# [Work to be completed]
In the entries below, how many lines hold the string "skyline"? Answer with the number only.

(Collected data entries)
•••••
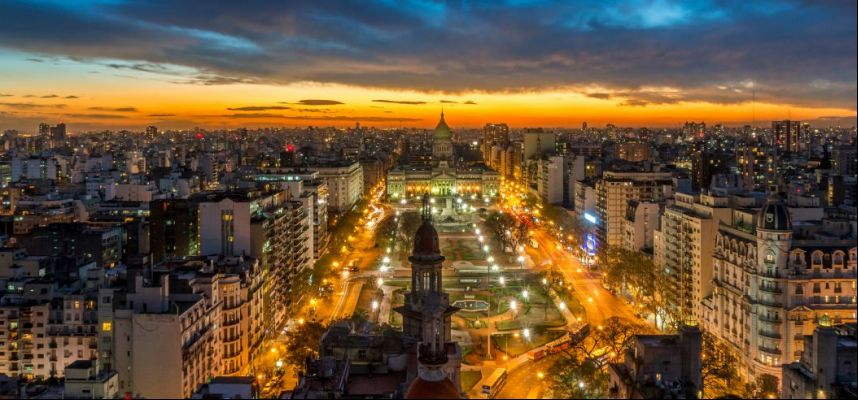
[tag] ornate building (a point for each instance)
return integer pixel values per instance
(426, 318)
(774, 281)
(420, 362)
(444, 177)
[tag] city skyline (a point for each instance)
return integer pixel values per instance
(126, 65)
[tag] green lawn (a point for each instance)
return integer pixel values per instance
(518, 346)
(469, 379)
(367, 294)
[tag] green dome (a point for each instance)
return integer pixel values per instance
(442, 131)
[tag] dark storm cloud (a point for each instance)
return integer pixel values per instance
(29, 106)
(95, 116)
(312, 102)
(114, 109)
(600, 96)
(406, 102)
(258, 108)
(352, 118)
(796, 52)
(253, 115)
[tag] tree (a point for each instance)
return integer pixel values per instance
(386, 229)
(609, 341)
(303, 342)
(719, 371)
(616, 335)
(577, 377)
(408, 224)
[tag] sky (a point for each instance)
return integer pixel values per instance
(117, 64)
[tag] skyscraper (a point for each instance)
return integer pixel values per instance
(58, 133)
(787, 137)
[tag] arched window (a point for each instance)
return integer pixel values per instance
(770, 257)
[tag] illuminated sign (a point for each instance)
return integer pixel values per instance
(590, 244)
(590, 218)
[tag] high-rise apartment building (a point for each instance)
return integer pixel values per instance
(614, 191)
(345, 184)
(687, 235)
(775, 281)
(788, 137)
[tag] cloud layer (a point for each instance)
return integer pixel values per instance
(640, 52)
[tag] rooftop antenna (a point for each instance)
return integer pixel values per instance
(753, 106)
(427, 209)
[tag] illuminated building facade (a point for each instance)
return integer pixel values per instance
(443, 178)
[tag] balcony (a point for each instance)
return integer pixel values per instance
(770, 303)
(770, 289)
(769, 334)
(769, 274)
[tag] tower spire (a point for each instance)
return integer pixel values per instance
(427, 209)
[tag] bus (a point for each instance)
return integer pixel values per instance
(493, 385)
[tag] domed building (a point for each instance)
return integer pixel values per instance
(419, 362)
(442, 177)
(777, 272)
(426, 317)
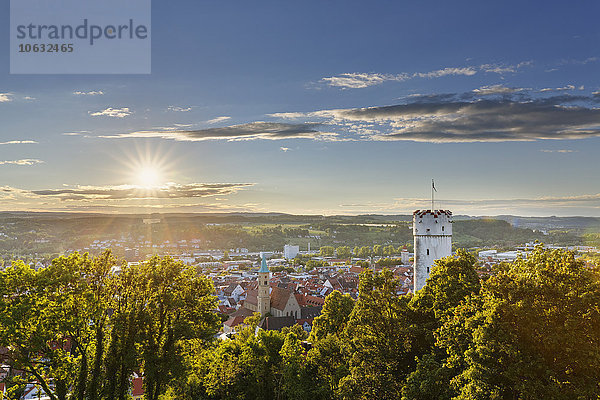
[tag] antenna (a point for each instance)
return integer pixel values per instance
(433, 189)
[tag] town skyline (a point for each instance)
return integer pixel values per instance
(337, 109)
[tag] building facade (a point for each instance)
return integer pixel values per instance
(432, 232)
(263, 298)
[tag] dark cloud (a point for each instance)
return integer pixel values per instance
(482, 120)
(170, 191)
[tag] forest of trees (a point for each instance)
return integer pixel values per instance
(529, 331)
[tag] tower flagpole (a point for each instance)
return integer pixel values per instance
(433, 189)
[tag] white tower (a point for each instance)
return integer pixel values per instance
(264, 297)
(432, 231)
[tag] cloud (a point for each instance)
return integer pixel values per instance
(559, 89)
(131, 192)
(468, 71)
(495, 89)
(296, 115)
(558, 151)
(90, 93)
(19, 142)
(112, 112)
(76, 133)
(479, 121)
(218, 119)
(179, 109)
(249, 131)
(26, 161)
(359, 80)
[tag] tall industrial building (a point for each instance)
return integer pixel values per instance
(432, 231)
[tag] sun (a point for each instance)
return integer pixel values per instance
(149, 176)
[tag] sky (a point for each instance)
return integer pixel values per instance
(313, 107)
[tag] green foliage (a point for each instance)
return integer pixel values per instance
(343, 252)
(80, 331)
(334, 317)
(536, 333)
(327, 251)
(530, 331)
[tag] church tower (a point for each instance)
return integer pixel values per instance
(264, 298)
(432, 232)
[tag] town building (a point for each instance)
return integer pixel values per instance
(432, 232)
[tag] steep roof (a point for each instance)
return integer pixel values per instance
(251, 297)
(263, 265)
(276, 323)
(280, 297)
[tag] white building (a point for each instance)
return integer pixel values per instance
(290, 251)
(432, 231)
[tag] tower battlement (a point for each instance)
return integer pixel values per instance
(432, 232)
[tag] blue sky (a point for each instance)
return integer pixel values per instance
(340, 107)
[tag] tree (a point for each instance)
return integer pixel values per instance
(327, 251)
(80, 331)
(377, 250)
(389, 250)
(536, 333)
(334, 316)
(343, 252)
(379, 336)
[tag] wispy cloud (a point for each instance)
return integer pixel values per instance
(112, 112)
(76, 133)
(89, 93)
(559, 89)
(479, 121)
(359, 80)
(558, 151)
(5, 97)
(124, 192)
(467, 117)
(179, 109)
(25, 161)
(250, 131)
(495, 89)
(468, 71)
(218, 119)
(19, 142)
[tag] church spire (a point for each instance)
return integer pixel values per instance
(263, 265)
(264, 296)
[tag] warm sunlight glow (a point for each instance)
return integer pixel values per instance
(149, 177)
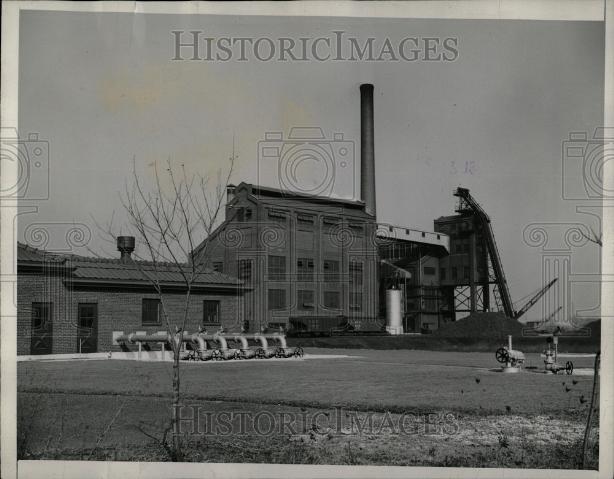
•••••
# [Task answer]
2